Your instructions —
Among the entries below, one line contains "target: tray ceiling" and another contains "target: white window blind". Transcribe those two lines and every line between them, exactly.

Data extracts —
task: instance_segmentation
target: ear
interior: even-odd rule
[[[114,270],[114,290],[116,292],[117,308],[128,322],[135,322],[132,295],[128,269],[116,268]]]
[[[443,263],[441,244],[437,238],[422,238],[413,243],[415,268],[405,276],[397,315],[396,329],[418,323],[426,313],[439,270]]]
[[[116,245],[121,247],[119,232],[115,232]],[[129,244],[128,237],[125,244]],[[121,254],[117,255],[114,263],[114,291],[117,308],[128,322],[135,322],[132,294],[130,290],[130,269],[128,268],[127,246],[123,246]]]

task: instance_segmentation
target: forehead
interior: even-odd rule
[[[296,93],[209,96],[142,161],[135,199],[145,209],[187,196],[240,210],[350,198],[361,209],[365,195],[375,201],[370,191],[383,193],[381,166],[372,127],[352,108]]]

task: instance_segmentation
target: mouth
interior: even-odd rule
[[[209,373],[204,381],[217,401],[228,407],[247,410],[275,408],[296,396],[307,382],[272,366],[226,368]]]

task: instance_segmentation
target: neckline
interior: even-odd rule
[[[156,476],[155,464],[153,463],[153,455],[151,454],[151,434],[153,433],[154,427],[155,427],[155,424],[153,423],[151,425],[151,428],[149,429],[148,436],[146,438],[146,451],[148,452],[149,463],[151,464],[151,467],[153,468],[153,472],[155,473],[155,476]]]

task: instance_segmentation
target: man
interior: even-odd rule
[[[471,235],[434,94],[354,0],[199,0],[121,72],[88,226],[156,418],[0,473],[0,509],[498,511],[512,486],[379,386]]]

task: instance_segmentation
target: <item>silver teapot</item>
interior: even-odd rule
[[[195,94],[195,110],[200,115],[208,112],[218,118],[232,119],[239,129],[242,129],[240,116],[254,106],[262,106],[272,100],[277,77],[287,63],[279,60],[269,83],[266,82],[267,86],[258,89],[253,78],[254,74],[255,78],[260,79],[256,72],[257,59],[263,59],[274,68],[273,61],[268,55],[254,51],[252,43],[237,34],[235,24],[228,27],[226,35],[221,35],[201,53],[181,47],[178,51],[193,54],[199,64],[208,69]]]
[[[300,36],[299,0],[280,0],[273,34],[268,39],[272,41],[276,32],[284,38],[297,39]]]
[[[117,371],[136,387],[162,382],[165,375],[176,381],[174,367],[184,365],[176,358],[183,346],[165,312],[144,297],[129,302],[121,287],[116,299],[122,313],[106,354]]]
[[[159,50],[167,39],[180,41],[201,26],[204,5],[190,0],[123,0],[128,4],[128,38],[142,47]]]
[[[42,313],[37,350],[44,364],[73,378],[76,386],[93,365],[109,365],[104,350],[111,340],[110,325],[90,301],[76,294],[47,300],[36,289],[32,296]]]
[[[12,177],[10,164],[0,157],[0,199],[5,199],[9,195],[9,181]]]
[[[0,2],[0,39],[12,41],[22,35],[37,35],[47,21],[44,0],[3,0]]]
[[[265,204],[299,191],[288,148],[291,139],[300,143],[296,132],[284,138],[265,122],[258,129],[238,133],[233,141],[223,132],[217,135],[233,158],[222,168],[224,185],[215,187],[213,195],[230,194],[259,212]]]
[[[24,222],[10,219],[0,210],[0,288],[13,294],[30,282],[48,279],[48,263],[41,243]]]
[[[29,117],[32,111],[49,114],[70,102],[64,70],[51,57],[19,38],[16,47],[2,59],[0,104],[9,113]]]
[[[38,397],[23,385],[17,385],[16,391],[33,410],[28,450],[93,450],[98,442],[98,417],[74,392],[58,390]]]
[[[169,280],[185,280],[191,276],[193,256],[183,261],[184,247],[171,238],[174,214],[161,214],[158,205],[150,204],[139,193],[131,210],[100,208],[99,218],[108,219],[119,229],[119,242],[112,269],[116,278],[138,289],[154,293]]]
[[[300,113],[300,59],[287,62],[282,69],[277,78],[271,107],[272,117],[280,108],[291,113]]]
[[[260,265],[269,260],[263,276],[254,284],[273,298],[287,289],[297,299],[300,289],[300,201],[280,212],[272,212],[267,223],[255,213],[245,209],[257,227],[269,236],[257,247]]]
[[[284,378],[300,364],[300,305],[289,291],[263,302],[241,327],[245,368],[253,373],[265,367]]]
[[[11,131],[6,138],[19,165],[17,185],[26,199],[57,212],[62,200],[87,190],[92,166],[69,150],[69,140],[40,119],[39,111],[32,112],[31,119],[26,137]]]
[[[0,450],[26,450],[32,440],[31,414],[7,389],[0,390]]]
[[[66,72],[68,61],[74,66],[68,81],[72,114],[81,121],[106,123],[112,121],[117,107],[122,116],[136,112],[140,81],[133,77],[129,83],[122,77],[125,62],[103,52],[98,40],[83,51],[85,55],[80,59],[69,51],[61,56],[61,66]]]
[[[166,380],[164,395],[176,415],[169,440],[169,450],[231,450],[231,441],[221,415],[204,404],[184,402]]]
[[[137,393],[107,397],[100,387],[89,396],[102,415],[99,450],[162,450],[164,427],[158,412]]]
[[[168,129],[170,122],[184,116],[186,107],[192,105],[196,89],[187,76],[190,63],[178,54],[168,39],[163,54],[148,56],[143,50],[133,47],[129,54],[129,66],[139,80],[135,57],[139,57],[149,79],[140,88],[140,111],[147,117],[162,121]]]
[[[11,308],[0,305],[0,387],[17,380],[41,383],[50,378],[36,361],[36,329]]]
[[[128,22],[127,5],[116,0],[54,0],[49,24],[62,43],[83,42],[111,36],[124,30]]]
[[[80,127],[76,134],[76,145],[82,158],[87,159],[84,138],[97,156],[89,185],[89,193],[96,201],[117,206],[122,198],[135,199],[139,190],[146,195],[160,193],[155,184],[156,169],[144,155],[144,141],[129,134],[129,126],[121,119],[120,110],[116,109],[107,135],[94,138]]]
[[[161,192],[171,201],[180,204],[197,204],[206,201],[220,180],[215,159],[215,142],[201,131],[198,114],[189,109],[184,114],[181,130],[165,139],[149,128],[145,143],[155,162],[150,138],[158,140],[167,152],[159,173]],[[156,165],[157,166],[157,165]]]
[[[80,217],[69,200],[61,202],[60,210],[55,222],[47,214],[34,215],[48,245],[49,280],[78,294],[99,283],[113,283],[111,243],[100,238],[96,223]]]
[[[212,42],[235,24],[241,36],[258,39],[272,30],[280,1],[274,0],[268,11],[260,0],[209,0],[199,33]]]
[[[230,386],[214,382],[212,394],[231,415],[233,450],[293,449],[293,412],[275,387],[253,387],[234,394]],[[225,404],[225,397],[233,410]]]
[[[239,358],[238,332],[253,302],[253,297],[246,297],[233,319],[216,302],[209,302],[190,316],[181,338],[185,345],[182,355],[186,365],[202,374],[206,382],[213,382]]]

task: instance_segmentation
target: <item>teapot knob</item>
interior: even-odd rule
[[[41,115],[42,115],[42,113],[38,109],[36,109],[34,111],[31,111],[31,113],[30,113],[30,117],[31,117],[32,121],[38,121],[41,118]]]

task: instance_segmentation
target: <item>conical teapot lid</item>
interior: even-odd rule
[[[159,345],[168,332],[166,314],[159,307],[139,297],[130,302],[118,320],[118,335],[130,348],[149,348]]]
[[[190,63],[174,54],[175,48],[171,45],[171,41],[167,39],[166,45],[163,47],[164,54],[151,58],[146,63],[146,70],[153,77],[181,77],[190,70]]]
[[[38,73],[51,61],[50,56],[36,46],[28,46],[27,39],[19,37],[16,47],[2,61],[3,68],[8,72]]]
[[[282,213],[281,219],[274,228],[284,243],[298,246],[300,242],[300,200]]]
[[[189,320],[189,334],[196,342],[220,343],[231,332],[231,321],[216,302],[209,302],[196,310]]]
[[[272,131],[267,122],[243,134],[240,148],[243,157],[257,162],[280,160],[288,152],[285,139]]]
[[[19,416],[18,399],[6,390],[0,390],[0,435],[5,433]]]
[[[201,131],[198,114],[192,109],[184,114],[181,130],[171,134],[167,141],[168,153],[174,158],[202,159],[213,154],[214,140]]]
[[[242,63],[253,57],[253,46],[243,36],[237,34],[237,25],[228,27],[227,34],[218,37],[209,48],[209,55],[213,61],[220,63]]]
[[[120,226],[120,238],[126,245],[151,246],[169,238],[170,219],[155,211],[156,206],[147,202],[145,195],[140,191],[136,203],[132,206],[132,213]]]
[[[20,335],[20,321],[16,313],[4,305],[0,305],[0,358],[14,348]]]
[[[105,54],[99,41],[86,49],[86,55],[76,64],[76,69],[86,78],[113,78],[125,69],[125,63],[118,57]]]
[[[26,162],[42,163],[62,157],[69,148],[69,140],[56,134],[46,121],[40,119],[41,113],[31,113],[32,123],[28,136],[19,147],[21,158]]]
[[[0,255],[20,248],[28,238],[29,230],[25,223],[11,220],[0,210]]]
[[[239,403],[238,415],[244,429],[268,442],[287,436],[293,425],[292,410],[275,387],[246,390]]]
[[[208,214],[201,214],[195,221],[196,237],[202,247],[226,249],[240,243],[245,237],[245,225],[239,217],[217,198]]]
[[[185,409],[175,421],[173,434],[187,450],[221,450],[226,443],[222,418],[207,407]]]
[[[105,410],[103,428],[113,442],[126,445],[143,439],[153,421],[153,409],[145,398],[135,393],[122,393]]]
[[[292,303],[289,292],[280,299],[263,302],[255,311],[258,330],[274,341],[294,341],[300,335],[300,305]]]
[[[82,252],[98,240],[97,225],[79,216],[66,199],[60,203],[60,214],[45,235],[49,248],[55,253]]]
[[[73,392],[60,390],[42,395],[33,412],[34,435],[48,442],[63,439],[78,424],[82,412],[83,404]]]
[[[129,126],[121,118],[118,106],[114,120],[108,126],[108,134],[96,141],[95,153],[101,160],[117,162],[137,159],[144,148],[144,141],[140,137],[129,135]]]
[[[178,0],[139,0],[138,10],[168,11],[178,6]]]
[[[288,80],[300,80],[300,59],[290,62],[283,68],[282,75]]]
---
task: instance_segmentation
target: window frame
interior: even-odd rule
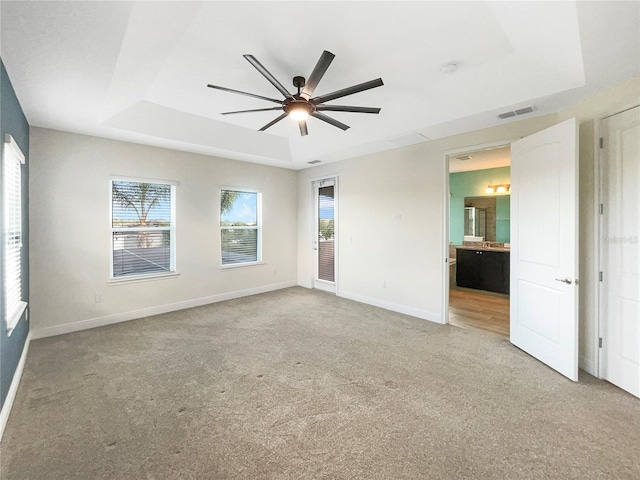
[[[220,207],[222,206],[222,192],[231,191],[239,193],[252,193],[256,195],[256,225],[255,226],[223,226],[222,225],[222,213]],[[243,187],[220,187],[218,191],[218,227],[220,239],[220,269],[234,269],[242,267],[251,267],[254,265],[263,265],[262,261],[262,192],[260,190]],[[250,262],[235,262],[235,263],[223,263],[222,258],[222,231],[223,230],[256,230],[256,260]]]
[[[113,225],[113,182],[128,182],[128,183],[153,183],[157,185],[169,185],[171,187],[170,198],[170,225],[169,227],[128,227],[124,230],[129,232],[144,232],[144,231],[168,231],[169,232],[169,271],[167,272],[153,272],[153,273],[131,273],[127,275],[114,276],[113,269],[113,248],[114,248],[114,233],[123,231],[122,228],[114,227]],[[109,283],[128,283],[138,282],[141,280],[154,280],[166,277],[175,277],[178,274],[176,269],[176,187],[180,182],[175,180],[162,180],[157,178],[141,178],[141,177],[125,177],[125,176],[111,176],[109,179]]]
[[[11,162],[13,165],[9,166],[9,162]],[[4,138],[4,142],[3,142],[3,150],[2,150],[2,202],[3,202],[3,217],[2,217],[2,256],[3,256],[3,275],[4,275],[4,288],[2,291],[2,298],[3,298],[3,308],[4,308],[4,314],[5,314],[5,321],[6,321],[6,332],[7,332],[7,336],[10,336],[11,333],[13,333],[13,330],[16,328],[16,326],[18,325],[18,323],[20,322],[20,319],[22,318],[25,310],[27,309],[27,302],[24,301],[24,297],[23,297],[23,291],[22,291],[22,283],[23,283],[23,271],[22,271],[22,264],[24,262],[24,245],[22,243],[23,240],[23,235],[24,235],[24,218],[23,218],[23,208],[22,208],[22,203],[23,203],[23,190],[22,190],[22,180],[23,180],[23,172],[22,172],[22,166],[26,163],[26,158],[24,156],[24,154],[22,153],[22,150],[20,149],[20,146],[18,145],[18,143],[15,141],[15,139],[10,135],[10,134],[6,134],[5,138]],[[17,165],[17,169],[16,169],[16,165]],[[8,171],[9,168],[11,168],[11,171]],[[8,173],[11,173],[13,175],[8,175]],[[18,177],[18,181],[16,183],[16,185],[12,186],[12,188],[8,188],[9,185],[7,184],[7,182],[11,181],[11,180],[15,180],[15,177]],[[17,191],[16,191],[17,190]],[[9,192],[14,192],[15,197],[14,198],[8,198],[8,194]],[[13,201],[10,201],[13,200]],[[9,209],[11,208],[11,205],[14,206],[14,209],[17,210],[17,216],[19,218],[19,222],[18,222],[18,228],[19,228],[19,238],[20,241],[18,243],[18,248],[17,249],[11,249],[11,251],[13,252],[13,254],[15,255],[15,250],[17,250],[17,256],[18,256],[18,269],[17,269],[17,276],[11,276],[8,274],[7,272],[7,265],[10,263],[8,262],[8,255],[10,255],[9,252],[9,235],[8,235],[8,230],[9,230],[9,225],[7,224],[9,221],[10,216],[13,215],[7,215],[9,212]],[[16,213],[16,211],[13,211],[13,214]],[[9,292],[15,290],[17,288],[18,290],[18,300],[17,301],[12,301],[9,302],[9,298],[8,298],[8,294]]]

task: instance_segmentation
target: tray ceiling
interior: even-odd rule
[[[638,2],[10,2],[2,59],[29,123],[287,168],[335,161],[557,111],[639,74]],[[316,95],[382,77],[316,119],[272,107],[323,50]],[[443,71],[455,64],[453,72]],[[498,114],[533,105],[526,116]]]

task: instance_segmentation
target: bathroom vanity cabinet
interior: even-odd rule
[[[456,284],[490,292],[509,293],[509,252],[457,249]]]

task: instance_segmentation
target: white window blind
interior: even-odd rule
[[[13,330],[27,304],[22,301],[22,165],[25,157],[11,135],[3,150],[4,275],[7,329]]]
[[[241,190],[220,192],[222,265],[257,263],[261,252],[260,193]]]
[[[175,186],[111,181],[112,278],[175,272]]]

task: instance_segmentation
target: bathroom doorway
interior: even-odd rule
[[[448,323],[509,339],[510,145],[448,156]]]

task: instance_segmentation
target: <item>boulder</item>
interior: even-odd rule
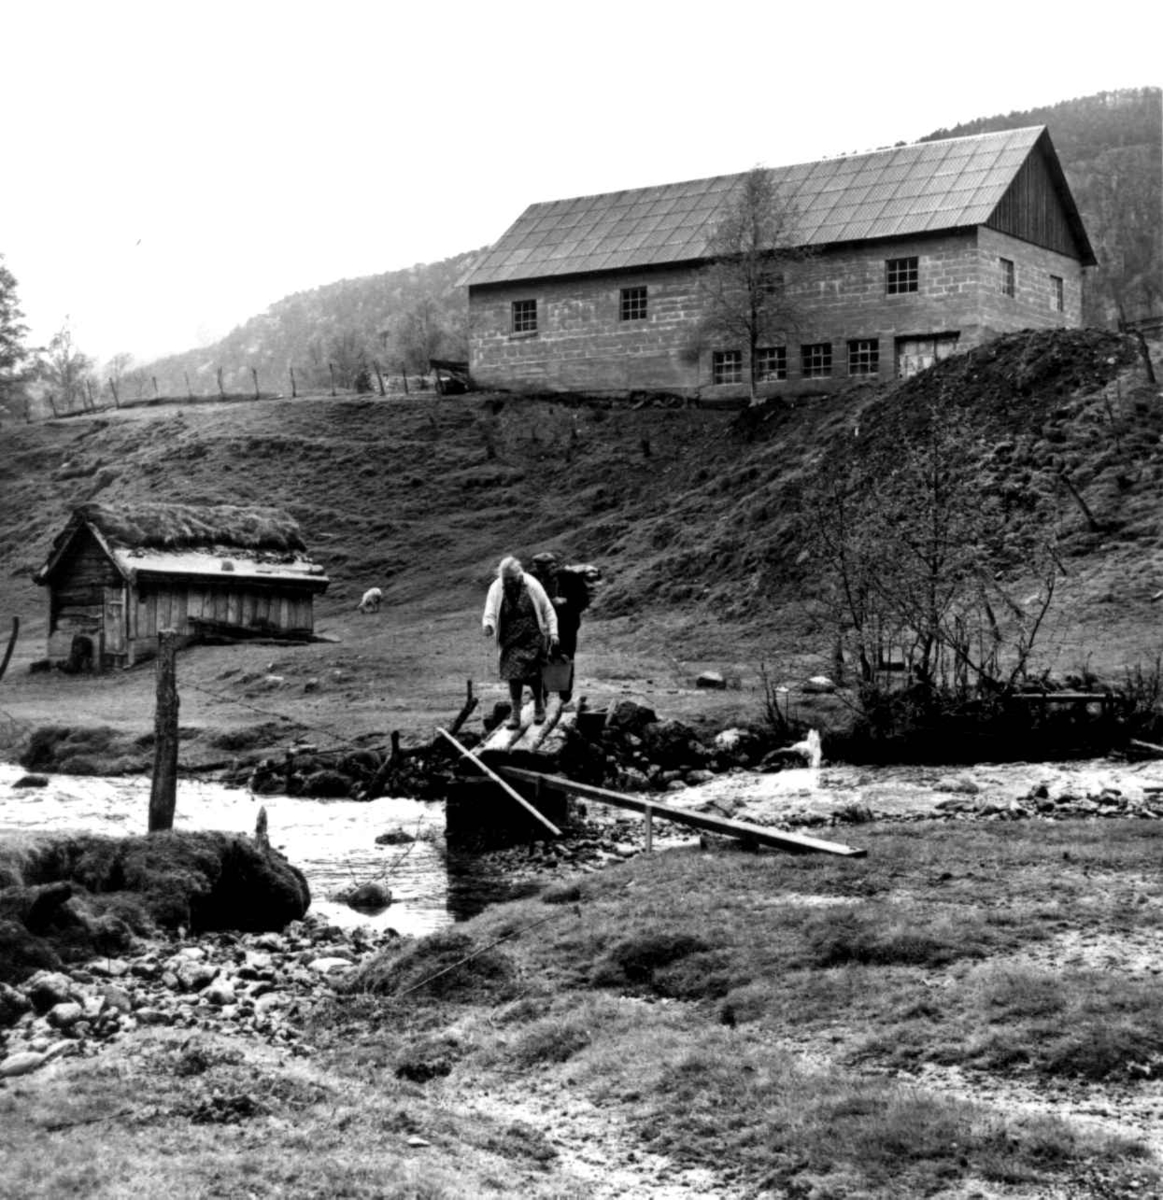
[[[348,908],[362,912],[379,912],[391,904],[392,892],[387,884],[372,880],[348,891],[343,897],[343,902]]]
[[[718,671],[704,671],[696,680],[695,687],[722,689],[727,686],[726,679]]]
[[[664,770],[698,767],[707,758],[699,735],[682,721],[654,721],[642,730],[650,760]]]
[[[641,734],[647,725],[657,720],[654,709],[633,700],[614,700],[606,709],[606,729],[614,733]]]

Output of the exercise —
target: tray ceiling
interior: even-odd rule
[[[638,2],[10,2],[2,59],[29,123],[287,168],[335,161],[557,111],[639,74]],[[316,95],[382,77],[316,119],[272,107],[323,50]],[[443,71],[455,64],[453,72]],[[498,114],[533,105],[526,116]]]

task: instance_segmentation
target: bathroom vanity cabinet
interior: even-odd rule
[[[456,284],[490,292],[509,293],[509,252],[457,249]]]

task: instance_segmentation
target: white window blind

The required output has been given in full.